WHAT NEEDS TO BE DONE>
Reproduce the data from the line containing "Provide the location of each instance of the turquoise" through the end of the data, inclusive, changing every "single dot" to "single point" and leaving all else as it stands.

+--

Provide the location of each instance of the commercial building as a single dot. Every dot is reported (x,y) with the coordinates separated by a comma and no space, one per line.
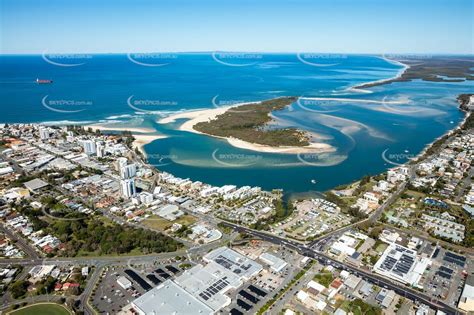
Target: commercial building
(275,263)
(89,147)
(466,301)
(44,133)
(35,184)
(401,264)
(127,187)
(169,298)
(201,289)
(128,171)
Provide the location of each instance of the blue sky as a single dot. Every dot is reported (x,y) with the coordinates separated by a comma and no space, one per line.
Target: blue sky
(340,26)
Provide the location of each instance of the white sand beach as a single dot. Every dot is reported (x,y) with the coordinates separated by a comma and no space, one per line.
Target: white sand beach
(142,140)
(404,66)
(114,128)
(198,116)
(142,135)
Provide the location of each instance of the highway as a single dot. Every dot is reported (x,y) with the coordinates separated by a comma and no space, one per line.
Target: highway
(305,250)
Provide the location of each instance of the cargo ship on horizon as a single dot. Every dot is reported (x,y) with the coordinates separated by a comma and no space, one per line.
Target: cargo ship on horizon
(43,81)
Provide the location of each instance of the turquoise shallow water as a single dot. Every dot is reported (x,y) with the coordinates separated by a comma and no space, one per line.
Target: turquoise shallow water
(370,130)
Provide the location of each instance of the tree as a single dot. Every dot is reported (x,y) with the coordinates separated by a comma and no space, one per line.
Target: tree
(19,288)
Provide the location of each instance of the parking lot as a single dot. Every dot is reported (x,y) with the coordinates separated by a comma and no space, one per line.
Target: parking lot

+--

REPLY TO THE TASK>
Provide the location of each instance of the turquoise shallow water as a single point. Every dot is reported (x,y) with the coordinates separated by a comma and no space, one per line.
Target: turquoise shallow water
(370,130)
Provide the location of each instance of the tree as a single point. Every dot is reported (x,y) with the coordinates separated by a comma and no space, one per line.
Target: tree
(19,288)
Provide the location of each instance of the parking lot as a single point. Every dot is reported (x,y) with the coordinates separated by a comma and no space, one per line.
Target: parking lot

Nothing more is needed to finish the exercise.